Brief:
Copy the records below, replacing "marker" with "dot" wherever it occurs and leaving all other text unchanged.

* * *

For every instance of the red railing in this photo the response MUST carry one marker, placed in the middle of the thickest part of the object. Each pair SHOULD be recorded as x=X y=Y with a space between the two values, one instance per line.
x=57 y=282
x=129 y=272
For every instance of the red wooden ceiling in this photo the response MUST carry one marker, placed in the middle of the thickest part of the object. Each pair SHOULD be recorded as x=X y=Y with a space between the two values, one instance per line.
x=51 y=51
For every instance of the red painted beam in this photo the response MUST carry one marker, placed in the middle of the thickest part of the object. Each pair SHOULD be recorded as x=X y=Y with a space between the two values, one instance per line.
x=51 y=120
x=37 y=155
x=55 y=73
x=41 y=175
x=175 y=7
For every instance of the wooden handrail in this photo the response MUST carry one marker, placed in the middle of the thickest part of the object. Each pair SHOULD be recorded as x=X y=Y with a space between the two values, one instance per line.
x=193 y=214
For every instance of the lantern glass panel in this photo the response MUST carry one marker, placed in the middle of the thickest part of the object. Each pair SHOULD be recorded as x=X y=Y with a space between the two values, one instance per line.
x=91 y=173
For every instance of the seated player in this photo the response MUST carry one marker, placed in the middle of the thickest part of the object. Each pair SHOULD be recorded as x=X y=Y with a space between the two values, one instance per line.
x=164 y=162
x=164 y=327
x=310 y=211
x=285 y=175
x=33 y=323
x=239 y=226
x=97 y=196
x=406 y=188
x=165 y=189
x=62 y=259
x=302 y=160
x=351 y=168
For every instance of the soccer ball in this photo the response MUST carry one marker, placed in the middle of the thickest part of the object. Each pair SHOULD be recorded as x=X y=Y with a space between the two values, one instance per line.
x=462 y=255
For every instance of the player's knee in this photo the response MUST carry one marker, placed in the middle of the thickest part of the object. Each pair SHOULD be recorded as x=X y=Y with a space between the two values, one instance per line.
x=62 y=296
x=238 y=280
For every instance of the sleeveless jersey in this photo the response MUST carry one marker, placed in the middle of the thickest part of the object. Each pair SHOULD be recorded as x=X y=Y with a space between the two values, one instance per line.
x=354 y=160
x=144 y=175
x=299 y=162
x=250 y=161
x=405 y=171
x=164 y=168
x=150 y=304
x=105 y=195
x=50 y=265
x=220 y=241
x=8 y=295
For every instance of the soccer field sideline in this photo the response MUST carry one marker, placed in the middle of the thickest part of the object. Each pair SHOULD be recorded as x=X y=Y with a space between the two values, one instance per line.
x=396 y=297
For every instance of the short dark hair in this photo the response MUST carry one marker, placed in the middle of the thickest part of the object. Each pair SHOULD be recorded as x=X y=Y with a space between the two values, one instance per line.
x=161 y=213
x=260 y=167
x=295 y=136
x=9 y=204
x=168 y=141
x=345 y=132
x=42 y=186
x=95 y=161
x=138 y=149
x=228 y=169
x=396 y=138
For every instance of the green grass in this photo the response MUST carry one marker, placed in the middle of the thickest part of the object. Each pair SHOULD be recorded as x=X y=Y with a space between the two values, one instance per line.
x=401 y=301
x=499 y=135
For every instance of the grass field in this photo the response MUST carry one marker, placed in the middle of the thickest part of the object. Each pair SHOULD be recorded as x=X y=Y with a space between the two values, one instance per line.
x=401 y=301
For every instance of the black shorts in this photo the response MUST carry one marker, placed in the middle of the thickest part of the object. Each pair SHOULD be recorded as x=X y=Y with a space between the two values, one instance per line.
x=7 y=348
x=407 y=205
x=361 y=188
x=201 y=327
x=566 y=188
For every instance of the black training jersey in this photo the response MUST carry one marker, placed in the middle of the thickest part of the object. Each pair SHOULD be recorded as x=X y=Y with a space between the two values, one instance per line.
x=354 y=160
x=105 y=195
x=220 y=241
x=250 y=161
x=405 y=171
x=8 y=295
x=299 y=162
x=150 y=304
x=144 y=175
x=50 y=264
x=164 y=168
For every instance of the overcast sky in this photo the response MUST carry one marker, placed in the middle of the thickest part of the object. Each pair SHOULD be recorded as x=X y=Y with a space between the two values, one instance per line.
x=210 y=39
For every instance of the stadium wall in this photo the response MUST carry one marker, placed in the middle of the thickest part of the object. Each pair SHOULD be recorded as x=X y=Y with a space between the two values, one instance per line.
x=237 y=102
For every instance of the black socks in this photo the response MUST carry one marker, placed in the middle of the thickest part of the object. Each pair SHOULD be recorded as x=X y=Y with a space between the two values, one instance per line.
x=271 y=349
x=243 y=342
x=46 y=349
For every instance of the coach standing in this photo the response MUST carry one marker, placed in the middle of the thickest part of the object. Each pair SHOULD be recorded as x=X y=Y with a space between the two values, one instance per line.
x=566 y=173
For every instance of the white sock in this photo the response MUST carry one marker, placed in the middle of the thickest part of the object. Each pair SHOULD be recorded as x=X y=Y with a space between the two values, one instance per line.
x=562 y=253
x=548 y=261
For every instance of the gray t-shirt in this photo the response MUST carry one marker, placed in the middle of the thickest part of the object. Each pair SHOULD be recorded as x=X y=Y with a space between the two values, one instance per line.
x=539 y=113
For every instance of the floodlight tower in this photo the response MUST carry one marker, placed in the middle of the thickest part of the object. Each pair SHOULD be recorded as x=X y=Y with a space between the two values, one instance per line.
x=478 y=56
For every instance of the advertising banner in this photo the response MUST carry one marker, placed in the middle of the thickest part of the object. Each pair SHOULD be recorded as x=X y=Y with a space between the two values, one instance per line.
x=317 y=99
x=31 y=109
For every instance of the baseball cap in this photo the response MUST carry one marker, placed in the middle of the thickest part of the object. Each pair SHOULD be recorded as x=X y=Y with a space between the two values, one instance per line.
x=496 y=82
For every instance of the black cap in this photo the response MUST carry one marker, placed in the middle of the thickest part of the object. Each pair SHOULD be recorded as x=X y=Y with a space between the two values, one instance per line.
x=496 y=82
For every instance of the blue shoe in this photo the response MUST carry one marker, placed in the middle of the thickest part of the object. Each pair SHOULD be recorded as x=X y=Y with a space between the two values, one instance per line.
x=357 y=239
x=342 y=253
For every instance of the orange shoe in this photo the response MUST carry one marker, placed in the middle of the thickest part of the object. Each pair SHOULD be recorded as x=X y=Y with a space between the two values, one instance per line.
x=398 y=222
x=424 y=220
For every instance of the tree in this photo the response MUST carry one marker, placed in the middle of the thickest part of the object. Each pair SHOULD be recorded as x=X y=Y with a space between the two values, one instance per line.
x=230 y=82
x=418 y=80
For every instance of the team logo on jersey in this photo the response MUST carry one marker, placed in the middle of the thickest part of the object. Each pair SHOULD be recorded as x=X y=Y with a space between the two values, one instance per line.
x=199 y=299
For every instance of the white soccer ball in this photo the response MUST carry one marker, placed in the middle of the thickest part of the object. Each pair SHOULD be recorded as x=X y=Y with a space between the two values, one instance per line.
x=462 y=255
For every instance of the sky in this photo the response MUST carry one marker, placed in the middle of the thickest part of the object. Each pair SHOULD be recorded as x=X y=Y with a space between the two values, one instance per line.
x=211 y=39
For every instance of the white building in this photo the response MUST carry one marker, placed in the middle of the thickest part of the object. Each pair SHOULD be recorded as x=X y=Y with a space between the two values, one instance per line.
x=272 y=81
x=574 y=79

* * *

Expected answer:
For every instance of the red railing in this photo the response MUST carry one dot, placed in the middle of the thickest part of the object. Each pair SHOULD be recorded as x=X y=Y with a space between the two values, one instance per line.
x=57 y=282
x=129 y=272
For every instance of the red wooden ceiling in this photo the response MUST carry one dot, placed in the middle of the thickest part of the object. Each pair SHOULD be recorded as x=X y=Y with a space between the two values, one instance per line.
x=51 y=51
For every instance of the red painted beam in this photo the response MUST carry one dot, placed in the middle of the thickest part of the object. Each pair SHOULD be recorded as x=X y=Y with a space between the two values, one instance per line.
x=51 y=120
x=37 y=155
x=55 y=73
x=41 y=175
x=175 y=7
For every instance of the wooden handrail in this photo the response MUST carry one dot, placed in the middle of the thickest part of the object. Each pair SHOULD be recorded as x=X y=Y with a space between the two values, one instance per line.
x=193 y=214
For every instance of the lantern glass panel in this photo the response MUST carry one dot, placed in the middle of the thickest part of the object. Each pair SHOULD be recorded as x=X y=Y with a space between the two values, one instance per line.
x=91 y=173
For every instance of the seated player in this photo the response MUST carry one dot, placed in the middle of the thickest part of the object. Each pair SHOULD be recorded as x=X y=Y with a space between the two values, one instance per line.
x=164 y=162
x=164 y=327
x=310 y=211
x=285 y=175
x=33 y=323
x=239 y=226
x=97 y=196
x=406 y=188
x=165 y=189
x=62 y=259
x=302 y=160
x=351 y=168
For every instance of the soccer ball in this photo the response MUST carry one dot, placed in the middle of the thickest part of the object. Each pair SHOULD be recorded as x=X y=Y with a space between the two values, one instance per line.
x=462 y=255
For every instance of the player's knee in this photo the response MUST carry one dot, placed in the middle of the thickest part of the object. Each pair SHOULD be recorded as x=X y=Y with a space between the two values, one instance per line.
x=62 y=296
x=238 y=280
For every instance of the sleeveless jersey in this photo the response MUST carry one dot, placed in the middle of the thickest part of the object. Each pair SHOULD be recorded as x=X y=Y with a space between the two values, one instance per line.
x=354 y=160
x=144 y=175
x=299 y=162
x=250 y=161
x=405 y=171
x=164 y=168
x=150 y=304
x=105 y=195
x=50 y=265
x=220 y=241
x=8 y=295
For every instance of the soccer field sideline in this photo the response MUST carry one dot, placed in the middle of the thickest part of the object. Each pair SHOULD be recorded as x=X y=Y with a space between the two values, one instance per line.
x=396 y=297
For every instance of the short dark hair in this photo the response MUST carry one dot, placed in the middle of the thickest part of the object. Each pair SHOULD be recorded as x=X y=Y with a space between the two values, one instance per line.
x=161 y=213
x=260 y=167
x=295 y=136
x=9 y=204
x=168 y=141
x=345 y=132
x=42 y=186
x=95 y=161
x=138 y=149
x=228 y=169
x=396 y=138
For every instance of the green grass in this photo the response MUST carry one dot, placed in the middle of the thickest part of the object. Each pair SHOULD be recorded as x=X y=Y with a space between the two values, one instance per line.
x=401 y=301
x=499 y=135
For every instance of the grass field in this photo the response MUST carry one dot, placed in the middle of the thickest part of the object. Each pair SHOULD be recorded as x=X y=Y with a space between the two values, one instance per line.
x=401 y=301
For every instance of the black shorts in this photo the response MUST carry one dot, placed in the middle of the thickest part of the object. Each pair SHOULD be recorded as x=X y=Y with a space between the two values, one instance per line.
x=7 y=348
x=407 y=205
x=361 y=188
x=201 y=327
x=566 y=188
For every instance of the black training jersey in this photo the response MUST carry one dot, placed in the middle of the thickest part of the object. Each pair SHOULD be recorded as x=X y=Y with a space between the two values, one instance per line.
x=354 y=160
x=105 y=195
x=220 y=241
x=250 y=161
x=405 y=171
x=8 y=295
x=299 y=162
x=150 y=304
x=144 y=175
x=50 y=264
x=164 y=168
For every instance of the overcast sky in this photo the response MUST carry one dot, placed in the middle of the thickest part of the object. Each pair SHOULD be recorded as x=X y=Y with a space between the two values, one instance per line.
x=210 y=39
For every instance of the stadium wall in this photo the response MUST carry one dot, placed in the middle of the thickest part of the object. Each pair SHOULD be recorded as x=X y=Y with a space between the two values, one instance per line.
x=237 y=102
For every instance of the black socks in this photo the response MUST carry one dot, placed in the middle of the thickest part of the object. Each pair SHOULD be recorded as x=X y=Y with a space between the two values, one instance per line.
x=271 y=349
x=243 y=342
x=46 y=349
For every instance of the coach standing in this photo the response MUST carry one dot, placed in the middle of the thickest part of the object. Each pair SHOULD be recorded as x=X y=Y with a space between the two values, one instance per line.
x=566 y=173
For every instance of the white sock in this photo the response MUST carry one dot, placed in the middle of the thickest part of the object. Each pair SHOULD be recorded as x=X y=Y with a space between the two values, one instance per line.
x=562 y=253
x=548 y=261
For every instance of the gray t-shirt in this photo the response MUST carry one dot, placed in the middle of the thickest part of the object. Each pair SHOULD be recorded as x=X y=Y with a space between the two values, one instance per line.
x=539 y=113
For every instance of the floodlight tower in this photo the response MUST carry one dot, placed in the middle of the thickest part of the object. Each pair SHOULD be recorded as x=X y=Y with a space between the two values, one instance per line.
x=478 y=56
For every instance of the advertising banner in this photo the response MUST carry one dot, placed in the middle of the thickest part of the object. Each pair SHOULD be recorded as x=X y=Y with a space between the two values, one instance per line.
x=317 y=99
x=31 y=109
For every instance of the baseball cap in this photo the response MUST carry one dot, placed in the middle of the thickest part of the object. Each pair SHOULD be recorded as x=X y=Y with a space between the two values, one instance per line.
x=496 y=82
For every instance of the black cap in this photo the response MUST carry one dot, placed in the middle of the thickest part of the object. Each pair SHOULD be recorded as x=X y=Y with a space between the two values, one instance per line.
x=496 y=82
For every instance of the blue shoe in this photo the response MUST carry one dot, placed in the middle of the thickest part of the object. Each pair SHOULD be recorded as x=X y=Y with a space between the two values, one instance per line.
x=357 y=239
x=342 y=253
For every instance of the orange shoe in this photo the response MUST carry one dot, placed in the middle of the thickest part of the object. Each pair SHOULD be recorded as x=X y=Y with a space between the two values, one instance per line.
x=398 y=222
x=424 y=220
For every instance of the tree in this photo the response MUST carry one dot, placed in the middle of the thickest part of the object. Each pair SHOULD be recorded as x=X y=Y with a space between the two values, one instance per line.
x=230 y=82
x=418 y=80
For every instance of the team logo on jersey in this photo the response MUST carry one dot, placed in the middle of the thickest part of the object. Each pair SHOULD be recorded as x=X y=Y with a space between the two values, one instance per line.
x=199 y=299
For every instance of the white soccer ball in this photo the response MUST carry one dot, placed in the middle of the thickest part of the object. Each pair SHOULD be recorded as x=X y=Y with a space between the two values, one instance per line.
x=462 y=255
For every instance of the sky in this photo the response MUST carry one dot, placed in the middle of the thickest part of the object. Each pair SHOULD be recorded as x=X y=Y with a space between the two values, one instance per line.
x=211 y=39
For every instance of the white building in this photo the response MUST carry one dot, placed in the middle of the thickest part of the object. Each pair SHOULD be recorded as x=X y=Y with a space between the two values, one instance per line.
x=272 y=81
x=574 y=79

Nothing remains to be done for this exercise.